■ TASK PROMPT:
Name every school subject in the homeschooling article below that is followed by the words "Boom, done."

■ EXCERPT PROVIDED:
- - -
How to Homeschool When Your Life is a Horrible Mess

I have debated, nay; wrestled with conflicting thoughts about whether to write this post or not. I’m going to come right out and say that I am slightly terrified to write this. But if there’s one thing I’ve learned in life, it’s this: Vulnerability is strength, and it deepens our ties with other people in the deepest, and yet most basic way. To know that there’s someone else out there who can say, “What? Me, too!” somehow lessens the threat of the issue du jour. So I’m going to do the thing that frightens me the most, and I’m going to be vulnerable and share my mess with you.

Sometimes life throws us a sudden curveball. It’s a fast punch in the gut, and it’s all we can do stumble to our feet and get back on track. But sometimes life is a slow train wreck, and it takes us a long, long time to realize that we are actually standing in the wreckage, and we’ve been there a lot longer than we ever knew we were. That’s kind of where I am right now. And homeschooling through it all has been terribly hard and terribly wonderful at the same time. In many ways, it has kept me going. So the burning question is this: How do you keep homeschooling when your life is a freaking mess? 

Don’t.

Just kidding. Sorry. That was a terrible joke. But here’s the thing: It’s kind of true. 

Do you need to tend to the basics? Math, reading, and writing? Yes, of course. Sorry, there’s no shortcuts for that. But when you find yourself somewhere new and different and your heart is hanging heavy? It’s time to put down the heavy history books and go out and explore the crap out of your new environment with your kids. Go out and play, play, play.  I cannot even begin to emphasize how important this is to surviving hard times. This does not have to be expensive. It can be as frugal as you want it to be. Do these things as much as possible:

  • Go to the beach, weather permitting, at least twice a week. Find new beaches. Search for little beach critters while you are there. Science/Nature Study? Boom, done. Take pictures and look up your discoveries on your ipad/iphone/laptop when you get home.
  • Go for walks or hikes with your kids. Pack the basics and do not freak out about getting dirty. Dirt is the least of your worries right now. Look at the trees, bushes, dirt, rocks, etc. Bring small field guides. Botany? Geology? Boom, done. ALSO…have your kids sketch their nature discoveries. Art? Boom, done. You don’t have to bring your art supplies with you on your adventure, although you most certainly can if you’d like. They can draw when they get home. Remember- LESS STRESS.
  • Explore your city/town/village/hamlet. Find “your place” with your kids. We developed a new routine of finding a place to park, giving the kids quarters (math!) to figure out how many we’d need for our outing, then walking to a used bookstore, hanging out there for a bit, then walking to my favorite coffee shop, and THEN walking to the donut shop for a treat. This simple routine brought us a lot of joy in the midst of hard times. Routine. Community. We all know it’s a lifesaver. Make a new routine as soon as possible.
- - -
■ STORED DATA:
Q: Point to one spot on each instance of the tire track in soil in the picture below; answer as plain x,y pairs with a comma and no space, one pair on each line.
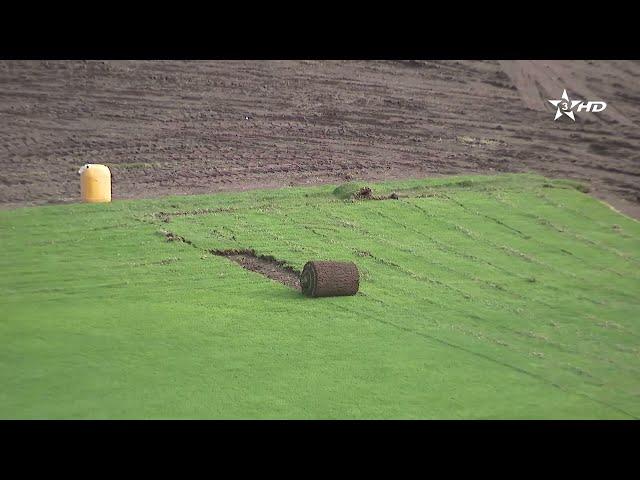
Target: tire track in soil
172,127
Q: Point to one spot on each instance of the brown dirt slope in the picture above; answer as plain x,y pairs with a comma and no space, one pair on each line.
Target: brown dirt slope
174,127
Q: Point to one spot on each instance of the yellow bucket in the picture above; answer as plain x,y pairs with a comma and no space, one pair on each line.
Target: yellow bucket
95,183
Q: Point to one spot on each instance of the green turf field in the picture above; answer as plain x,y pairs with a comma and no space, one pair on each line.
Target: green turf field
481,297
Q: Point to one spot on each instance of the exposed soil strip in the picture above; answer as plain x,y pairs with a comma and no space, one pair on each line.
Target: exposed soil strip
264,265
166,216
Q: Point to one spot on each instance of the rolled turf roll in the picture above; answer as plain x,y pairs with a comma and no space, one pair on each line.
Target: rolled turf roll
329,279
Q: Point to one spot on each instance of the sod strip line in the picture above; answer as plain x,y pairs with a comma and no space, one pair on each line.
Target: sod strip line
486,357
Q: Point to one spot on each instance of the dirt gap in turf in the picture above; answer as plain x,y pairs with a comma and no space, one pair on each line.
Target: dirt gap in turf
265,265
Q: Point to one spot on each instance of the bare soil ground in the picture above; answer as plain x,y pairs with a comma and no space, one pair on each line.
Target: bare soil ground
180,127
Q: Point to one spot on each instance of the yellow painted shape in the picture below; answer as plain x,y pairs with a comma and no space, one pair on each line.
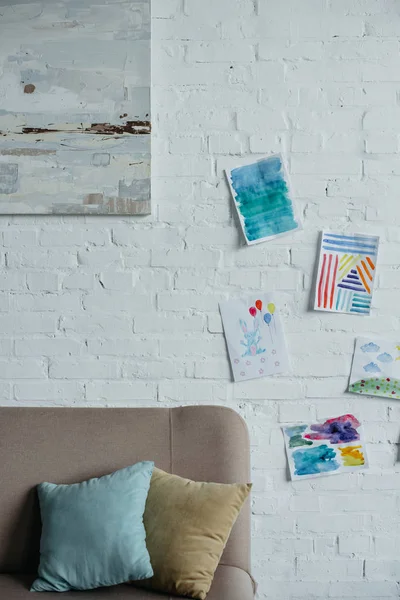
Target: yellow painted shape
352,457
348,267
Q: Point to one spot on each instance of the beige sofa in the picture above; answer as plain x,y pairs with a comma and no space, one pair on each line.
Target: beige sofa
68,445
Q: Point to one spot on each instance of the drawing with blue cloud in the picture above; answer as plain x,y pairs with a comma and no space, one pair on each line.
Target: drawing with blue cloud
371,347
385,357
372,368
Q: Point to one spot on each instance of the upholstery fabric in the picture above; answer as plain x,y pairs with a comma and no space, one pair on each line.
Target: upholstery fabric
187,525
93,533
65,445
229,583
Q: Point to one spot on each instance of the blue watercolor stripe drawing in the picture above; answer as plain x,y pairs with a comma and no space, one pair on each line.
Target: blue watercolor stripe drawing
262,198
361,304
367,245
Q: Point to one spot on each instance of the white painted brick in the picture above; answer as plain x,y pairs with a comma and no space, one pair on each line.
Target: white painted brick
17,368
259,256
308,503
262,118
50,392
291,412
282,280
5,393
355,544
123,347
185,258
329,523
100,258
12,280
109,301
268,389
381,143
334,164
41,259
153,369
214,323
363,589
325,546
251,279
84,368
381,482
358,503
213,369
60,303
21,324
222,51
14,238
115,392
78,281
97,323
187,144
226,143
386,546
6,347
92,236
46,346
212,236
330,570
319,82
124,235
210,346
263,143
157,323
4,302
43,282
382,570
182,302
193,392
114,280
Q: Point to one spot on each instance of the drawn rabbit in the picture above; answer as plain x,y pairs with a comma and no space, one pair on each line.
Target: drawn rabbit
252,338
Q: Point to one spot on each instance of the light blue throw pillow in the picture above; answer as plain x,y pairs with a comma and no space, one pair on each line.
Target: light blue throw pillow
93,533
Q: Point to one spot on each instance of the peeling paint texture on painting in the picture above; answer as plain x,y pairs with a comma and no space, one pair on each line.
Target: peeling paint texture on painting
75,124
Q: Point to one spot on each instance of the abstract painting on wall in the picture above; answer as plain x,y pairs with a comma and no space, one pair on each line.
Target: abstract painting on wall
262,198
376,368
346,273
254,337
75,107
325,448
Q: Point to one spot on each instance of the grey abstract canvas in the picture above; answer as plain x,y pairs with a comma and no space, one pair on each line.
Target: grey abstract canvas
75,122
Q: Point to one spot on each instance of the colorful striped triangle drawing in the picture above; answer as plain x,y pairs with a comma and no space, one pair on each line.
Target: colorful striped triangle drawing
346,273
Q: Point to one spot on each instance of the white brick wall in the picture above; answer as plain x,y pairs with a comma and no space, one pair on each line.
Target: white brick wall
124,311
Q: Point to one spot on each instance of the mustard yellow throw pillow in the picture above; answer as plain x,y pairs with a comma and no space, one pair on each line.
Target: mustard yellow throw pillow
187,526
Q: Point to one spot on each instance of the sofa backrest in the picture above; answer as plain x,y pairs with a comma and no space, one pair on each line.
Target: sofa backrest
68,445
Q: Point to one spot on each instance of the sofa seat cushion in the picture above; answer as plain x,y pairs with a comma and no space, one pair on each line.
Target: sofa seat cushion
230,583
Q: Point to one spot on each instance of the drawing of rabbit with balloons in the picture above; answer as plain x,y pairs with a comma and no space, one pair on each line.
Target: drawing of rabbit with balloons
252,336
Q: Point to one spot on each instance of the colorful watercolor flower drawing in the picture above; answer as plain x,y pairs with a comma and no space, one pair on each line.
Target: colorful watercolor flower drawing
375,370
332,447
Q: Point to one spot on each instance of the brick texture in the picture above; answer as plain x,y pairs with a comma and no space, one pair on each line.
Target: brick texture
124,312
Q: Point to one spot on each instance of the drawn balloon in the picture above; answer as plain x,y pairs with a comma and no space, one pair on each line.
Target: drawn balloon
267,318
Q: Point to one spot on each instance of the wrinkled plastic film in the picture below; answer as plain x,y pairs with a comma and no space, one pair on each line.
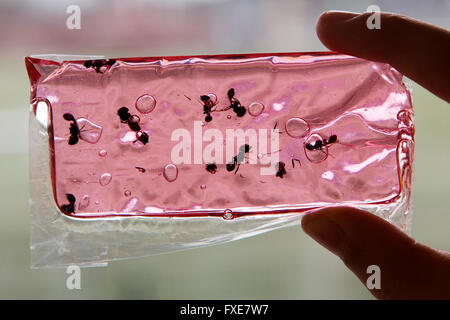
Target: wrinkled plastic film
369,166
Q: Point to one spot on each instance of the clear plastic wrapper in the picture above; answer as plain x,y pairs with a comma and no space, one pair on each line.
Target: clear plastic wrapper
138,156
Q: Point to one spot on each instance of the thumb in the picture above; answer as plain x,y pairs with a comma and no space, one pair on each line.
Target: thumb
408,270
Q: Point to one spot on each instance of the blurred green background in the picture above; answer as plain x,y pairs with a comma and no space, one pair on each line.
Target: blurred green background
283,264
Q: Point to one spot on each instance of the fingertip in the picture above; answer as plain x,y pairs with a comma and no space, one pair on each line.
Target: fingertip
327,23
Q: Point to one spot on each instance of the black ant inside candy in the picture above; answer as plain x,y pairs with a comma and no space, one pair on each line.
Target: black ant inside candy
211,168
235,104
73,130
69,208
281,171
98,64
237,160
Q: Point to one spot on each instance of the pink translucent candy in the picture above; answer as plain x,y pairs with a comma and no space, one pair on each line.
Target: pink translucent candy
345,133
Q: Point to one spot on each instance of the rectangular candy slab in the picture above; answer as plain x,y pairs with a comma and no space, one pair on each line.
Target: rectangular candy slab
225,136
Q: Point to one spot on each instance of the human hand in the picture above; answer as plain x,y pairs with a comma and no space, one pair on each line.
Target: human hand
409,270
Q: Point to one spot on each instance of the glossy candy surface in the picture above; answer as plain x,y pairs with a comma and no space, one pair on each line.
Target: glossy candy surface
344,128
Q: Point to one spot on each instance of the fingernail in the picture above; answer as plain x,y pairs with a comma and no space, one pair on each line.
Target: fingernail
335,16
325,231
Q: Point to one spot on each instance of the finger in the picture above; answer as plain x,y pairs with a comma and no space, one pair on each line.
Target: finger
408,270
417,49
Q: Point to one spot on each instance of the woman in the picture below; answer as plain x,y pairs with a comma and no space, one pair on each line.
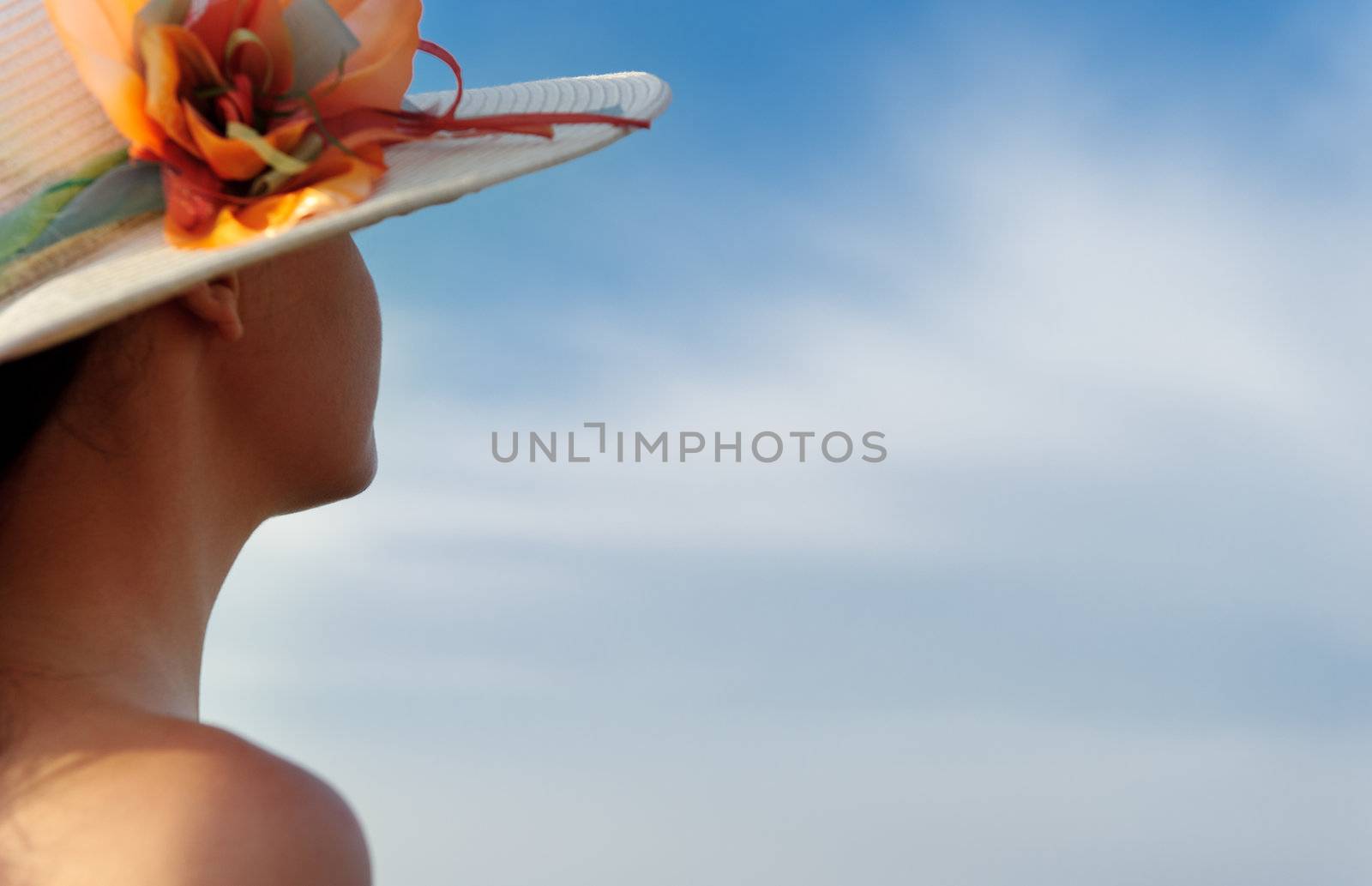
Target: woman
189,346
128,492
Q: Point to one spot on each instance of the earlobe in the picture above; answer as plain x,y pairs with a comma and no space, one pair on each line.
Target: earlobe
216,302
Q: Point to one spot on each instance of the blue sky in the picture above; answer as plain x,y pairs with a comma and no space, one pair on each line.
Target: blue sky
1099,274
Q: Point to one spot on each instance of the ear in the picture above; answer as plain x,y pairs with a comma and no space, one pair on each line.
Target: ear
216,304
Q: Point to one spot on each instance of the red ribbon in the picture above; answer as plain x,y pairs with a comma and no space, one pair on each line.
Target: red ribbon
194,195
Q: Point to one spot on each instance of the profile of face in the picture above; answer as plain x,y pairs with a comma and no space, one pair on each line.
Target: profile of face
301,383
261,386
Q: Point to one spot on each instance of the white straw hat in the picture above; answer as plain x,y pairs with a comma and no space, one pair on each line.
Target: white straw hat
51,125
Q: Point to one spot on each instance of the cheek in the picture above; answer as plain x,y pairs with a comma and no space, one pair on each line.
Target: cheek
322,393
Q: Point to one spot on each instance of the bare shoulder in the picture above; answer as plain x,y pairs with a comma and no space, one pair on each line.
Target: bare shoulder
256,817
196,805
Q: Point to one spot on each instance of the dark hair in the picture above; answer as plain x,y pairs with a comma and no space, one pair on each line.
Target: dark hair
31,391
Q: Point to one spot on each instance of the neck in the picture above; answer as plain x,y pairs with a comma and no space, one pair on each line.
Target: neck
109,576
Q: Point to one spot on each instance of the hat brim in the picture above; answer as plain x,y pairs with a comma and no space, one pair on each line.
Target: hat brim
134,268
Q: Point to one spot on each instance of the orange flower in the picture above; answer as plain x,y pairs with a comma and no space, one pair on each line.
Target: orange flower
208,91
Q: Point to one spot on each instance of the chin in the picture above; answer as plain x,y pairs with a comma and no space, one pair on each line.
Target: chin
347,482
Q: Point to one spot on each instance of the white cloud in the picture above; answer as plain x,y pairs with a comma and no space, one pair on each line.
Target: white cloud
1087,622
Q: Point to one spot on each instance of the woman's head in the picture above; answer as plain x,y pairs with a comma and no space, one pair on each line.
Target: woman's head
267,377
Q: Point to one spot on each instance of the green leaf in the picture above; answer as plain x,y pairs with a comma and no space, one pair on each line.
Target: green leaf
123,192
276,158
21,226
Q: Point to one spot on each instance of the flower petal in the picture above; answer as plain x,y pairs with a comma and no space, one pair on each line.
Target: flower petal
336,181
175,61
100,43
381,71
231,160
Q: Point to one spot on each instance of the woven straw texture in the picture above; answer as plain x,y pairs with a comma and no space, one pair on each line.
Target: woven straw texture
51,125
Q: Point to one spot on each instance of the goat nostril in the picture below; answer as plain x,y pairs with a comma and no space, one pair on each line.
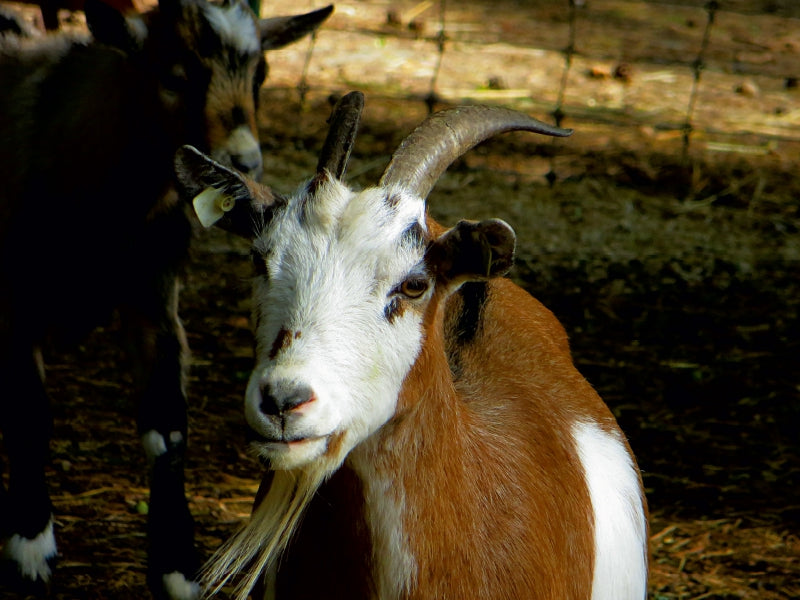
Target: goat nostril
275,402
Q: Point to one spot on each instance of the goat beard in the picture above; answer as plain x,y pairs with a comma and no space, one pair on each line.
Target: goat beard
256,547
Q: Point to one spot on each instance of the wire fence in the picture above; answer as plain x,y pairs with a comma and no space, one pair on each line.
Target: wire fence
685,76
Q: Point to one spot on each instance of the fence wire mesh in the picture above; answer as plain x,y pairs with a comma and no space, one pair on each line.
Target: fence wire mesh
686,77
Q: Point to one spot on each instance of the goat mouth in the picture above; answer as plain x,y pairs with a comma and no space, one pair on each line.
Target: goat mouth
263,443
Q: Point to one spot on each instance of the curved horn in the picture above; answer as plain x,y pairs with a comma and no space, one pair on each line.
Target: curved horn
335,153
424,155
344,121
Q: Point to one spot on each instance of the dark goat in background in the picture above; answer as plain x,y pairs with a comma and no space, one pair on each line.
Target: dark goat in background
90,223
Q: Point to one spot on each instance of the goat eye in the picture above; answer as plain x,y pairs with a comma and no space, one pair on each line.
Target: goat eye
414,287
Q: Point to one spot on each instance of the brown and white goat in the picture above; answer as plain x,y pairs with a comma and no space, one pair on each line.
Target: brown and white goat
90,222
421,410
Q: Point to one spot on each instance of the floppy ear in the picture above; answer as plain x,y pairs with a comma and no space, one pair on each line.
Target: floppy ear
472,251
220,195
278,32
109,26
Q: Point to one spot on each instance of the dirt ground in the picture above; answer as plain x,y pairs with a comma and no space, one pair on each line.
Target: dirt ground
677,279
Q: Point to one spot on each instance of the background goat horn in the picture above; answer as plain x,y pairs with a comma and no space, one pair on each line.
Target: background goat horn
344,122
424,155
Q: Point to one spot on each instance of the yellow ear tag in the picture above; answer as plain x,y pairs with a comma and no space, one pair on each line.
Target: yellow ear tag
210,205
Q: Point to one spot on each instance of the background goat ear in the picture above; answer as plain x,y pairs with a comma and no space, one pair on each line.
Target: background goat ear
221,196
473,251
109,26
278,32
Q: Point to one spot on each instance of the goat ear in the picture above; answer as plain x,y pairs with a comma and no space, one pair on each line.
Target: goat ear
472,251
220,195
109,26
278,32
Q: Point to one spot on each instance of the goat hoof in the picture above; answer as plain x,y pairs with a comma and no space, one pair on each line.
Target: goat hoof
15,579
176,586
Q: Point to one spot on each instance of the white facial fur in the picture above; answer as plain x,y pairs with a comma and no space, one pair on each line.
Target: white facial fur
235,26
332,269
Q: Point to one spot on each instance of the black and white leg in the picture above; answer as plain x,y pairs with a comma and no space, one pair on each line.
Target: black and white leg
26,514
162,355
- - -
■ RESPONSE FOR THIS EXERCISE:
Science/Nature Study
Botany
Geology
Art